SOURCE

________

This benefactrix is Gillian Elizabeth Wright. Now if that name rings a bell then it might be because I wrote about her and her Llandovery Hub, in Ancestral Turf. (I’d like to tell you more about Llandovery Hub, but the website offers neither Companies House registration number nor Charity Commission number. Nothing turns up on the FCA website, either. What kind of outfit is this?)

Wright also ran, with Jane Ryall, The Level Crossing Community Interest Company, offering bed and breakfast accommodation in a converted pub, Incorporated with Companies House September 24, 2012. The most recent accounts, April 2, 2016, show liabilities of £55,271. The Level Crossing Community Interest Company is in the process of being struck off.

The Level Crossing Community Interest Company was yet another ‘community venture’ that was only ‘viable’ with public funding and, like thousands of others, that have swallowed hundreds of millions of pounds, it has been a complete waste of money.

UPDATE 07.09.2016: Here’s a report in a local paper from mid-July 2013, before the business opened, with the date suggesting that this tourism venture had already lost half the summer. The report tells us that the building was leased from the owner, Neo Neophyton. Does anyone know to whom it was leased, and the terms?

Moving back to Red Pig Farm we see that Scrivens and Tommerup are seeking human company, for they have submitted a planning application for more dwellings at the ‘farm’, which lies in open country and, remember, in a National Park! But thanks to the legislation passed by the ‘Welsh’ Government they anticipate no problems.

“We are fully aware of the many challenges in obtaining residential planning permission in the open countryside. However, thanks to the pioneering foresight of the Welsh government a planning framework to support low-impact rural developments known as One Planet Development is in place to guide applications that seek to demonstrate the ecological benefits from the creation of sustainable land based livelihoods”.

________

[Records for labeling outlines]
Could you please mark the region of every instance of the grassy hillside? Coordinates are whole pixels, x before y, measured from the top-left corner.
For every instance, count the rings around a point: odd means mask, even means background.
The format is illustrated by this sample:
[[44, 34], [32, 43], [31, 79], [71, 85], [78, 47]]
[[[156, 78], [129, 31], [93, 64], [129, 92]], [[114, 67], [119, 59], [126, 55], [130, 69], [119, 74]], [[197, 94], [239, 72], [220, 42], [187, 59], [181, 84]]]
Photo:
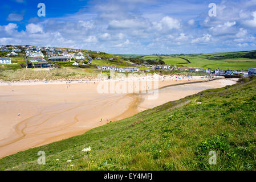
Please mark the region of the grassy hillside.
[[226, 70], [248, 70], [250, 68], [256, 67], [256, 60], [243, 59], [243, 58], [212, 60], [198, 57], [182, 57], [187, 59], [191, 64], [187, 64], [187, 67], [207, 68], [214, 70], [219, 68]]
[[253, 53], [255, 51], [238, 51], [238, 52], [217, 52], [206, 53], [197, 55], [197, 57], [205, 58], [211, 60], [220, 60], [225, 59], [232, 59], [238, 57], [246, 57], [245, 56], [249, 53]]
[[[0, 169], [255, 170], [255, 111], [256, 78], [243, 78], [5, 157]], [[82, 151], [89, 146], [90, 166]], [[41, 150], [46, 165], [37, 164]], [[208, 163], [210, 151], [217, 153], [217, 165]]]

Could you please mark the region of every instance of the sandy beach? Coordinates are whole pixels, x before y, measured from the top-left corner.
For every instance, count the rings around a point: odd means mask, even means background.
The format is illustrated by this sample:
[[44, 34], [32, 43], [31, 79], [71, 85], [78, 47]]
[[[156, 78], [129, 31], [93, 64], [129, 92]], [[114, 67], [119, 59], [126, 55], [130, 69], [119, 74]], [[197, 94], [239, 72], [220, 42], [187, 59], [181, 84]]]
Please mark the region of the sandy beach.
[[192, 83], [208, 80], [196, 76], [161, 77], [160, 88], [191, 84], [159, 89], [158, 98], [151, 100], [147, 99], [148, 94], [99, 93], [100, 80], [1, 82], [0, 158], [82, 134], [111, 121], [205, 89], [235, 83], [235, 79]]

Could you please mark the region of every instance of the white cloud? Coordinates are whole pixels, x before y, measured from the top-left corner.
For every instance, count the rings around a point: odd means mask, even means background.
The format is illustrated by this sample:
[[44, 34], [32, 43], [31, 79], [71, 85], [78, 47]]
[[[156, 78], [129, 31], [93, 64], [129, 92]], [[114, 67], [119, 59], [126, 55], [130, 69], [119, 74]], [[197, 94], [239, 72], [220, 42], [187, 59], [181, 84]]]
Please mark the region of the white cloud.
[[256, 27], [256, 11], [251, 13], [251, 15], [253, 16], [253, 19], [245, 21], [245, 23], [249, 27]]
[[23, 19], [23, 16], [22, 14], [11, 13], [8, 15], [7, 20], [8, 21], [19, 22]]
[[12, 32], [14, 30], [18, 28], [17, 24], [15, 23], [10, 23], [7, 26], [5, 26], [5, 30], [7, 32]]
[[95, 36], [89, 36], [86, 38], [84, 41], [86, 43], [96, 43], [97, 42], [97, 38]]
[[189, 20], [188, 20], [188, 23], [189, 25], [193, 25], [194, 23], [194, 20], [193, 19], [190, 19]]
[[237, 46], [238, 46], [239, 47], [247, 47], [248, 46], [248, 44], [247, 43], [239, 43], [237, 44]]
[[210, 35], [209, 34], [204, 34], [202, 37], [192, 39], [192, 40], [191, 41], [191, 43], [206, 43], [210, 40], [211, 37], [212, 37], [212, 35]]
[[31, 34], [42, 33], [43, 27], [39, 24], [30, 23], [26, 26], [26, 31]]
[[179, 20], [168, 16], [164, 17], [159, 23], [154, 24], [156, 28], [160, 31], [163, 29], [179, 29], [181, 26]]
[[180, 36], [177, 37], [176, 40], [177, 41], [186, 40], [188, 39], [188, 36], [185, 36], [184, 33], [181, 33]]

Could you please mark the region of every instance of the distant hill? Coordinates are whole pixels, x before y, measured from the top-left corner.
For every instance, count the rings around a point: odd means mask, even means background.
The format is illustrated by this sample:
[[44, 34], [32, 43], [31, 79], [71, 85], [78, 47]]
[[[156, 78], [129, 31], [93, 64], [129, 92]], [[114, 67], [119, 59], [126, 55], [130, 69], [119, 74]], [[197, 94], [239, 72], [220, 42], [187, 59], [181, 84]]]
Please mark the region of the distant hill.
[[197, 55], [196, 57], [210, 60], [221, 60], [241, 57], [256, 59], [256, 51], [212, 53]]

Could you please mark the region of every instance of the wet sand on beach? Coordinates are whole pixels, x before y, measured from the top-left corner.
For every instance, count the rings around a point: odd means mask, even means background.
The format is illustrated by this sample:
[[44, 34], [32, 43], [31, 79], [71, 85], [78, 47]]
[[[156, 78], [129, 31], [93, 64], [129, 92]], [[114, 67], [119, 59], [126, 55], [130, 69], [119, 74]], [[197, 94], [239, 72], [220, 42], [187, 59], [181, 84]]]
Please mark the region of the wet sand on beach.
[[[159, 86], [185, 82], [188, 81], [161, 81]], [[221, 79], [166, 87], [159, 90], [158, 99], [154, 100], [147, 100], [145, 94], [100, 94], [97, 92], [98, 83], [94, 82], [0, 86], [0, 158], [82, 134], [105, 124], [107, 119], [121, 119], [170, 101], [235, 82]]]

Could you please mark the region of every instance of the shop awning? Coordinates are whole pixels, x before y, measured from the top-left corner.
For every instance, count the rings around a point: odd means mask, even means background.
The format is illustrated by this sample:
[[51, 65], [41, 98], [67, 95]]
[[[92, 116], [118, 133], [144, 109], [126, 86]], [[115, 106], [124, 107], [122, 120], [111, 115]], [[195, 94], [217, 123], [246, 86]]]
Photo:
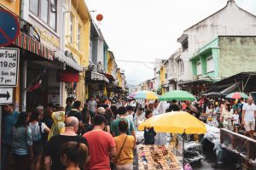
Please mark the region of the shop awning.
[[238, 87], [238, 84], [239, 84], [239, 82], [235, 83], [235, 84], [233, 84], [233, 85], [228, 87], [227, 88], [222, 90], [221, 92], [219, 92], [219, 94], [230, 94], [230, 93], [232, 93], [232, 92], [235, 92], [236, 89], [238, 88], [237, 88], [237, 87]]
[[60, 71], [58, 72], [58, 80], [64, 82], [79, 82], [79, 72]]
[[95, 81], [104, 81], [109, 83], [109, 80], [104, 75], [96, 71], [90, 71], [90, 79]]
[[53, 60], [55, 53], [51, 49], [21, 31], [14, 44], [47, 60]]
[[60, 54], [60, 55], [55, 56], [55, 59], [58, 60], [61, 62], [66, 63], [68, 66], [70, 66], [79, 71], [83, 71], [83, 66], [80, 65], [78, 62], [73, 60], [73, 59], [71, 59], [69, 57]]
[[111, 74], [108, 74], [108, 73], [103, 73], [102, 74], [107, 77], [108, 78], [108, 80], [110, 81], [115, 81], [114, 77], [111, 75]]

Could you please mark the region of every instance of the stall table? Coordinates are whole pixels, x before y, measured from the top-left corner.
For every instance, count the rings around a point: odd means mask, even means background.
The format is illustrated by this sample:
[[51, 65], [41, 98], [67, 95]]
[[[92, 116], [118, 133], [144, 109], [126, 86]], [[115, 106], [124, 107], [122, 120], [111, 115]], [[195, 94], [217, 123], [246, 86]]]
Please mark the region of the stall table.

________

WHAT IS ASKED
A - According to the excerpt about Welsh community ventures, what liabilities did The Level Crossing Community Interest Company's most recent accounts show?
B - List every person named in the excerpt about Welsh community ventures.
C - Write the next few sentences of the excerpt about Welsh community ventures, picking up after its last sentence.
The material above stands apart from the excerpt about Welsh community ventures.

TASK RESULTS
A - £55,271

B - Gillian Elizabeth Wright, Jane Ryall, Neo Neophyton, Scrivens, Tommerup

C -
Finally, let me conclude this passage by highlighting an inconsistency. According to the One Planet gurus and others we must reduce our carbon emissions. Fair enough. Yet Red Pig Farm is also home to Black Mountain Wood Fuels, and as we know, burning wood creates higher carbon dioxide emissions than any other fuel.

Carbon Dioxide

Which seems to expose a contradiction in the back-to-nature schema. For the desire to protect the planet obviously conflicts with the wish to live ‘naturally’ by burning wood. And believe me, those seeking the ‘alternative’ lifestyle do love to burn wood.

Corris (Isaf) is home to many such people, thanks to the nearby Centre for Alternative Technology (of which, incidentally, Sara Tommerup is a ‘graduate’). One can drive the A487 past Corris on a still winter’s day and see a vast pall of smoke motionless above the village. It reminds me of the old films of London smog.

And I haven’t considered the issue of regenerating the stocks of wood.

SUMMARY

Let’s recap: through legislation and other measures the ‘Welsh’ Government has made life more difficult for Welsh farmers and others who were born and raised in the countryside, while making it much easier – with both funding and relaxation of planning rules – for outsiders to settle in our rural areas.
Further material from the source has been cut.